§ **Goal**
Return the records below unchanged, starting at the line containing "Every ceiling fan —" and ending at the line containing "184;56;369;169". Include both of those lines.

[Dataset items]
┄┄┄┄┄┄┄┄┄┄┄┄┄┄┄┄┄┄┄┄

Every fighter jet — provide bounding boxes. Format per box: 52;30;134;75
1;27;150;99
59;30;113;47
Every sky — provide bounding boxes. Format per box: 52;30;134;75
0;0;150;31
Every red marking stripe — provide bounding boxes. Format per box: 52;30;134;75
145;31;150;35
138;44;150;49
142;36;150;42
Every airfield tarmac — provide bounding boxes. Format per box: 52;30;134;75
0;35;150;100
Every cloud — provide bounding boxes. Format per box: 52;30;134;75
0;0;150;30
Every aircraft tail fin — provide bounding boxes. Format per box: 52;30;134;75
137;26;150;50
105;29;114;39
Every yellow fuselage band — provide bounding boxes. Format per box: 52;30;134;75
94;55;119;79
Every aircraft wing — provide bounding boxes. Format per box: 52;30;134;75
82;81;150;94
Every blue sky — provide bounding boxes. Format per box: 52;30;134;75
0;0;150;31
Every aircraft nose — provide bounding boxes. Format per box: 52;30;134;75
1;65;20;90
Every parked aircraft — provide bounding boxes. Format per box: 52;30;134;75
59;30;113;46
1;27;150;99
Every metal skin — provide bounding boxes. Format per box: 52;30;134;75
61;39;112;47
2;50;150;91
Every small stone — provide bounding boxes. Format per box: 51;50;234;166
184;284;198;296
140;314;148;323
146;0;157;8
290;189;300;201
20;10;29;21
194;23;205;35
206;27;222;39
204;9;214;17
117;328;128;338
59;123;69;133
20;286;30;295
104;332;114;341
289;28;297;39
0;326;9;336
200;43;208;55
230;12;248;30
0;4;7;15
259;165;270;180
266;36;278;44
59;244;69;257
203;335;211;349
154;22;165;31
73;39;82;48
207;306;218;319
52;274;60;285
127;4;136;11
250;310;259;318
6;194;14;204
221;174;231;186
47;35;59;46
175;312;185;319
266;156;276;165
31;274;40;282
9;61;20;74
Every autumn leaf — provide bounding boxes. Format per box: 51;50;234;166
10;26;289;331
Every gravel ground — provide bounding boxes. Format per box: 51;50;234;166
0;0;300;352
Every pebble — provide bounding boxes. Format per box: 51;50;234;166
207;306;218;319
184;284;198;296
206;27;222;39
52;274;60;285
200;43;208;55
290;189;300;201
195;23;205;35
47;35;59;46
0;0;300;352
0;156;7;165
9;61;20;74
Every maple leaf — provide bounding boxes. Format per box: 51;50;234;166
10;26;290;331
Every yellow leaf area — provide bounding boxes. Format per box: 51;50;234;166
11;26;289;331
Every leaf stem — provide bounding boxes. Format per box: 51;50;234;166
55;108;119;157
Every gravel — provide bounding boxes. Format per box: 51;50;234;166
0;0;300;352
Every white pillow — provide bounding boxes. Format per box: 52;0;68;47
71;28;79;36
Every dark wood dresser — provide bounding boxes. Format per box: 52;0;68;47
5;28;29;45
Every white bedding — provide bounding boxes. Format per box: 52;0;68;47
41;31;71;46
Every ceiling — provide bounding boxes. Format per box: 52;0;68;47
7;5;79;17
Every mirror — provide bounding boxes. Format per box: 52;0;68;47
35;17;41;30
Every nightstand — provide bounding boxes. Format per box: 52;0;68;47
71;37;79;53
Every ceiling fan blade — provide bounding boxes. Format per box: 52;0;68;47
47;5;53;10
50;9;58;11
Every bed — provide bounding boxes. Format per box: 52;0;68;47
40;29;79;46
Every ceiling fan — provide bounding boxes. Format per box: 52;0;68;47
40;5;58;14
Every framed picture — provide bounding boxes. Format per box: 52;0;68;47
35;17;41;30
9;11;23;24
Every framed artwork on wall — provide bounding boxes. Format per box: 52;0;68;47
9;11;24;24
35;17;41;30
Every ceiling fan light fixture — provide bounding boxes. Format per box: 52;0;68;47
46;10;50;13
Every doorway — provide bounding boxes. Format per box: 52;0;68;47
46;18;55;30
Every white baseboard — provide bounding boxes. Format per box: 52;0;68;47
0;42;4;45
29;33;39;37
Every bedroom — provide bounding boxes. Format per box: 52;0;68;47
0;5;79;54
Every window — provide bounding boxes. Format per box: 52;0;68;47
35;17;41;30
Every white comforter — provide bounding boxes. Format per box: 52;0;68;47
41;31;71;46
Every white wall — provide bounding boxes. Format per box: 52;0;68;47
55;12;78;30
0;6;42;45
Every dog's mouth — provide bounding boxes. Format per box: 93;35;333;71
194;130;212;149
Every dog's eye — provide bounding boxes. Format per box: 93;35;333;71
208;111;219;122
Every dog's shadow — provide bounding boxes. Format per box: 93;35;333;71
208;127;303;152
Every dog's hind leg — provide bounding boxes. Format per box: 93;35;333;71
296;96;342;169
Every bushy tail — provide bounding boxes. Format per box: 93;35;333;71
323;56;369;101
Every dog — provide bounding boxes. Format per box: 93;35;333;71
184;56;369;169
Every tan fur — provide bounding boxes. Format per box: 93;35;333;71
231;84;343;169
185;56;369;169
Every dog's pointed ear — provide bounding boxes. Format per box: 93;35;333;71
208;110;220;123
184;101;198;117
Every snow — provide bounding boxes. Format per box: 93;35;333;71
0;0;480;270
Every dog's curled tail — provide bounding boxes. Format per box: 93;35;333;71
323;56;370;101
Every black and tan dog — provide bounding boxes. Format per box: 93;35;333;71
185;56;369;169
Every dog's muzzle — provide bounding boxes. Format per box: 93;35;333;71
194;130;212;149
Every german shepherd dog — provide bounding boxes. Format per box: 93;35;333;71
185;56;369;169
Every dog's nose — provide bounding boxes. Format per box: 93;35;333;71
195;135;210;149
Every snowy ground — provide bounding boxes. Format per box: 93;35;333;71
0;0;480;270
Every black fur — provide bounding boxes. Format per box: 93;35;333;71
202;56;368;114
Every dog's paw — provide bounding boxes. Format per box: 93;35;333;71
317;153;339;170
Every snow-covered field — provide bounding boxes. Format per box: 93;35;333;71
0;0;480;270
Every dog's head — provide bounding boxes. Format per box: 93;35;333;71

┄┄┄┄┄┄┄┄┄┄┄┄┄┄┄┄┄┄┄┄

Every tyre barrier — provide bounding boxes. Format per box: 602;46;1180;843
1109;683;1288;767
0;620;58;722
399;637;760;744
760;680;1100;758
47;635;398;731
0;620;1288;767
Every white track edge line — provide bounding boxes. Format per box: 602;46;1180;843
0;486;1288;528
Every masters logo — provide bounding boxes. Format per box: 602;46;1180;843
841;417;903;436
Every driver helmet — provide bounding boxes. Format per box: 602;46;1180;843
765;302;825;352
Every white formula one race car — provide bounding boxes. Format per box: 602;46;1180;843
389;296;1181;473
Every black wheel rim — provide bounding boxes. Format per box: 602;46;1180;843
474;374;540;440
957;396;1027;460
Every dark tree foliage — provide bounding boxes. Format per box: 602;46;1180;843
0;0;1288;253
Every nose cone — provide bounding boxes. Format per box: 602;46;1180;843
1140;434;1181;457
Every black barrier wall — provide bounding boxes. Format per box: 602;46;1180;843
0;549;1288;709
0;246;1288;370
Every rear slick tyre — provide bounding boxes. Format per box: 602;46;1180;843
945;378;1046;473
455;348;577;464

┄┄┄┄┄┄┄┄┄┄┄┄┄┄┄┄┄┄┄┄

§ **Correct output**
Every ceiling fan — provide bounding boxes. Format per box: 52;0;68;47
40;5;58;14
Every framed picture — provide bounding boxes. Format per box: 52;0;68;47
35;17;41;30
9;11;23;24
Every framed artwork on wall — provide bounding boxes. Format per box: 52;0;68;47
9;11;24;24
35;17;41;30
Every ceiling fan light fixture — provide bounding boxes. Format per box: 52;0;68;47
46;10;50;13
Every doorway — provide bounding boxes. Format per box: 52;0;68;47
46;18;55;30
Every white baseboard — provide bounding boxes. Format per box: 52;0;68;47
0;42;4;45
29;33;39;37
Every bedroom — provide bounding boxes. Format per box: 52;0;68;47
0;5;79;54
Every window — provide bounding boxes. Format per box: 52;0;68;47
35;17;41;30
Every white comforter — provide bounding boxes. Format per box: 52;0;68;47
41;31;71;46
Every white wall — provide bounding boxes. Format per box: 52;0;68;47
55;12;78;30
0;6;42;45
Every dog's mouth — provide bounding boxes. Format per box: 93;35;333;71
194;130;212;149
Every dog's eye — provide bounding boxes. Format per box: 93;35;333;71
208;111;219;122
Every dog's shadow — provide bounding boxes. Format per box: 93;35;333;71
208;127;303;152
Every dog's hind leg — provide bounding boxes. Format per box: 93;35;333;71
296;96;342;169
Every bushy tail — provide bounding boxes. Format per box: 93;35;333;71
323;56;369;101
Every dog — provide bounding boxes. Format per box: 93;35;333;71
184;56;369;169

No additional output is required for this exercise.